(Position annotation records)

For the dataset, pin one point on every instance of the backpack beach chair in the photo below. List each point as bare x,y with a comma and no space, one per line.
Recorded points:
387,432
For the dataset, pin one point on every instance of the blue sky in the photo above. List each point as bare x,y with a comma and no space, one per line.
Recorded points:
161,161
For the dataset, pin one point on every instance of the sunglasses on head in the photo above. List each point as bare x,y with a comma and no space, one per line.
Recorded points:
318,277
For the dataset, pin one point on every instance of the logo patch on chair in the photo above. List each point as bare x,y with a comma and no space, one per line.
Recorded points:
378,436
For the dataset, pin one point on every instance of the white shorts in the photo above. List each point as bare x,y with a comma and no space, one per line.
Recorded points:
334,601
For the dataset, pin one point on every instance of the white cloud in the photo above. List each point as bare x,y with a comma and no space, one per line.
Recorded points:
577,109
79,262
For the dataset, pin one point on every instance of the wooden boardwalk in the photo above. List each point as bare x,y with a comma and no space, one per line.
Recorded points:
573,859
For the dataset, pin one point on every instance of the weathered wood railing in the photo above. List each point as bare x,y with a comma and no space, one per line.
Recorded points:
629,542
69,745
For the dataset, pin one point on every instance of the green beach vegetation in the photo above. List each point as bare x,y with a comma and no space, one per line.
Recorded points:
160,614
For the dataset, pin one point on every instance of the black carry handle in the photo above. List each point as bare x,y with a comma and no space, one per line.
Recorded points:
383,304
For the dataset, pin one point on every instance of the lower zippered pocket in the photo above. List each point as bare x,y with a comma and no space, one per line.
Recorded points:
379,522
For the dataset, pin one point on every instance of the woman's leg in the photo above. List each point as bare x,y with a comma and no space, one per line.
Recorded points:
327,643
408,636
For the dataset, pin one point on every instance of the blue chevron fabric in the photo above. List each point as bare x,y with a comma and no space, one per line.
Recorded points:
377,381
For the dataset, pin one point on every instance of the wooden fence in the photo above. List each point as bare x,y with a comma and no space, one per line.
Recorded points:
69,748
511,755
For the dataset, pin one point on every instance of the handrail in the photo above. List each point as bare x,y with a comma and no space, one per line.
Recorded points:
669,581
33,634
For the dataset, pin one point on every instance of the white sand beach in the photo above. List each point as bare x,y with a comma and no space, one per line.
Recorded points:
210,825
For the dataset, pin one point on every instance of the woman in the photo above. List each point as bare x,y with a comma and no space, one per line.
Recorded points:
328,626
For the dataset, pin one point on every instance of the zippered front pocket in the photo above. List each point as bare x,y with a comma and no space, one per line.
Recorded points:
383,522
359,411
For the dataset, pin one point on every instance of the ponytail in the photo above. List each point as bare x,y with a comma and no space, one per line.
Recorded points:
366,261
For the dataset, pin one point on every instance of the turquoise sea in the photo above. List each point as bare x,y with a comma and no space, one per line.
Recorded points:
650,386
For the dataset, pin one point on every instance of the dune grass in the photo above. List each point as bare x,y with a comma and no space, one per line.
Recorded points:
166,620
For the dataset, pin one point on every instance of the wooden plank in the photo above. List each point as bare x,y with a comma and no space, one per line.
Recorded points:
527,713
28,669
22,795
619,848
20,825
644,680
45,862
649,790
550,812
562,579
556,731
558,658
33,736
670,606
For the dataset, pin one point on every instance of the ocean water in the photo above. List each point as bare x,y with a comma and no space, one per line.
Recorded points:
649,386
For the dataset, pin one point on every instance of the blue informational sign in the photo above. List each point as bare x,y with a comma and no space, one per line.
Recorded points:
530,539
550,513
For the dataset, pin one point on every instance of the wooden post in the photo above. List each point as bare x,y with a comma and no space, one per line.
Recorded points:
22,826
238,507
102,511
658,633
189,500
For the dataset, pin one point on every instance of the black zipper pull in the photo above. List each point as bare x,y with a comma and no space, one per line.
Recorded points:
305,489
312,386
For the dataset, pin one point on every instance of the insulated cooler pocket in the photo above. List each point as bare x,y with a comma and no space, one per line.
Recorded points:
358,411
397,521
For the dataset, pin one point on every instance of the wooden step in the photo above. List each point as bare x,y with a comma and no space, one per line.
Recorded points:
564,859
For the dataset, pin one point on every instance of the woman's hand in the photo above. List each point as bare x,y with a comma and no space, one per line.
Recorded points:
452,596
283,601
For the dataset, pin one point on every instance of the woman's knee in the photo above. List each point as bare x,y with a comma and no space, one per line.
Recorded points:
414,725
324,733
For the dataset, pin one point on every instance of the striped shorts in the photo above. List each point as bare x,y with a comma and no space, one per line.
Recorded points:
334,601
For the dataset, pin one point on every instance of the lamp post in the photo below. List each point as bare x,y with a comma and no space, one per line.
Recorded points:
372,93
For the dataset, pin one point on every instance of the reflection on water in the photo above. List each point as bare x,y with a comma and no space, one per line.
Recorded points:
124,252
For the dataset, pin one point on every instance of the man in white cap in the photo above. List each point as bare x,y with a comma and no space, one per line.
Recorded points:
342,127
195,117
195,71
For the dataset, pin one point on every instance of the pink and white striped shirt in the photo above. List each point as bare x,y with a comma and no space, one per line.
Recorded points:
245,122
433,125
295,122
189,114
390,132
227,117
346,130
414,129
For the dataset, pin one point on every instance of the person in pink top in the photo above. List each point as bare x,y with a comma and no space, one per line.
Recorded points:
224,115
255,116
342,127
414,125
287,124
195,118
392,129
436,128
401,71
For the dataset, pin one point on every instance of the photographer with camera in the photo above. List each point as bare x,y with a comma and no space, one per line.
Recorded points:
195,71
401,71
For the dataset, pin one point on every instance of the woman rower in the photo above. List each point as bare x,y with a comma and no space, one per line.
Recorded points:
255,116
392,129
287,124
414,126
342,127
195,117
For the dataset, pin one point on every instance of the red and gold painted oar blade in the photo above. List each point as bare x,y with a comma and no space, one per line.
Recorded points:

**WHAT THIS TASK INVOLVES**
Quote every entry exactly.

**IN RESPONSE**
For the dataset, pin one point on every instance of the backpack beach chair in the photo below. List each point as bare x,y with a comma and no space, one per line.
Recorded points:
387,432
For the dataset, pin one point on every instance of the blue sky in the photo above. List each point as bare x,y with a comma and no space, one per line.
Recorded points:
161,161
For the dataset, pin one point on every instance of the sunglasses on head in the photo above. List each point as bare x,y with a comma and no space, one per line.
Recorded points:
318,277
For the dataset, pin one point on every instance of the logo patch on chair in the photo above. List each point as bare x,y with a comma and no space, one per line.
Recorded points:
378,436
For the dataset, pin one point on every instance of the white shorts in the photo above. List each point as bare x,y with a comma and no space, one per line.
Recorded points:
334,601
For the dataset, pin one point on every instance of the white cloud in the photo above. List each point as bare x,y with a comma and no space, one per line.
Recorded points:
577,109
79,262
For the dataset, pin one point on every instance of the wooden boardwalk in the photo above. List each point as bare x,y with a comma and no space, one per line.
Recorded points:
573,859
For the dataset, pin one point on every instance of the weathered wood railing in the photo above. List each point as bare x,y with a comma and no space, one per line.
Recorded points:
629,542
69,745
For the dataset, pin one point on every instance of the green beach vegetation in the photo above. List each point as bare x,y with a comma and no space, one per line.
Recorded points:
160,614
For the dataset, pin one point on every instance of the black carry handle in the photo above. List each point as bare x,y with a comma and no space, one per line.
Recorded points:
383,304
For the dataset, pin one point on every instance of the lower zippered pocket in the photo above. List each point as bare x,y with a comma and no space, one per line.
Recorded points:
379,522
For the dataset, pin one point on every instance of the woman's leg in the photo above. List each point as bare x,y with a comma and no space, one per line.
Recorded points:
327,643
408,636
For the dataset, pin one point on every instance of the blue chevron fabric in the photo above. List each point as bare x,y with a comma and no space, one per line.
Recorded points:
377,381
For the dataset, pin one point on every instance of the wooden fence in the photo above. List each point as bare x,y with a comma and no space, one per line.
Recorded points:
69,748
511,755
For the dataset, pin one point on every instance of the handrail in the photo above. List each point as bare x,y with a comma and no space, one per line.
Recorded points:
669,581
33,634
For the dataset, pin one point on every instance of the white sand beach in the photo above. List each point as bare x,y with a comma and no space, one per line.
Recorded points:
210,825
For the dataset, pin one point on every instance of the woman in the photo above. List each point as bare x,y with a comma and no space, one per line.
Recorded points:
328,626
For the dataset, pin one point on every instance of the zippered front pocket in the photo above. List each point as bare x,y with a comma and no space, one per line.
Recorded points:
383,522
359,411
For the dataset, pin one point on every instance of the ponytail in the photo above. List each point as bare x,y with a comma and no space, one per line.
Recorded points:
366,261
For the dataset, pin one point on every instance of the turquoise sea in the photo above. List each point as bare x,y with a comma and no space, one per line.
Recorded points:
650,386
For the dataset, pin one point on every instance of the dune grass in the photo above. List each point as bare x,y with a comma and no space, one per line.
Recorded points:
166,620
For the dataset, pin one point on every instance of the wooden plank in the photo above. List each point as bare x,y with a comma and no space, one per line.
Recorded points:
527,713
28,669
22,795
619,848
20,825
644,680
45,862
649,790
550,812
562,579
556,731
558,658
33,736
670,606
For the dataset, pin one point on every instance of the ocean water in the photo above. List each point as bare x,y with a comma and no space, one per line.
Recorded points:
649,386
For the dataset, pin one point on every instance of the blue informational sign in the photo above. List each point as bare x,y with a comma and no space, one per line.
Recorded points:
530,539
550,513
For the dataset, pin one point on every instance of the wooden post in the photo above. List each point as bare x,y with a comma and no space, one per line.
Recorded points:
22,826
238,507
102,511
658,633
189,500
For the dataset, pin one point on every instance of the black zipper pull in the photo above. List each point as bare x,y with a comma and no space, one per line.
Recorded points:
305,489
312,386
For the dataset, pin one point on every instance of the insulated cooler pocket in the photo above. List each point as bare x,y with a comma and no space, one per line.
Recorded points:
358,411
397,521
For the dataset, pin one point on every instance of the wooden step in the photo above. List each point as bare x,y with a comma and no space, one per line.
Recorded points:
564,859
For the dataset, pin one point on every instance of the woman's hand in the photo above. List each point as bare x,y with a comma and no space, one per line.
Recorded points:
452,596
283,601
For the dataset, pin one point on every instance of the woman's knee in the photo above. List each point as bare x,y with a comma and no space, one per line.
Recorded points:
414,725
324,733
For the dataset, pin one point on every instance of the striped shorts in the photo above. List each point as bare x,y with a comma and no space, one per line.
Recorded points:
334,601
For the dataset, pin one point on every instance of the lamp post in the photo below. List each point as bare x,y with a comma and no space, one per line.
Recorded points:
372,93
For the dataset, pin one point on every instance of the reflection on water in the photo above. List each point as bare x,y with a comma and no space, one per line.
Recorded points:
124,252
For the dataset, pin one point on every instance of the man in white cap in the photo above. List each point as bare x,y with a comma and no space, one per line.
Recorded points:
342,127
195,117
195,71
For the dataset, pin one point on every instance of the pink and white striped shirt in the photo above. List each point as bare x,y with a comma and no space, one per line.
Recorded points:
245,122
433,125
295,122
189,114
390,132
227,117
346,130
414,129
For the dataset, pin one point on every instance of the person in pink top in the photo above. List each point as bare x,y with a comma and no space, one per line.
Recorded points:
224,115
255,116
342,127
414,125
287,124
195,118
392,129
436,128
401,71
For the dataset, pin one point on every instance of the photographer with camera in the photo above. List each point as bare x,y with a comma and no space, one per line.
Recorded points:
195,71
401,71
For the dataset, pin one point on every instance of the woman rower in the photo above. List each point as bare x,y with a comma and no space, one per line.
Recorded points:
255,116
392,129
287,124
414,126
342,127
195,117
For the dataset, pin one point on every instance of the red and gold painted oar blade in the photo above. List each point as bare x,y with a comma and no space, one per line.
Recorded points:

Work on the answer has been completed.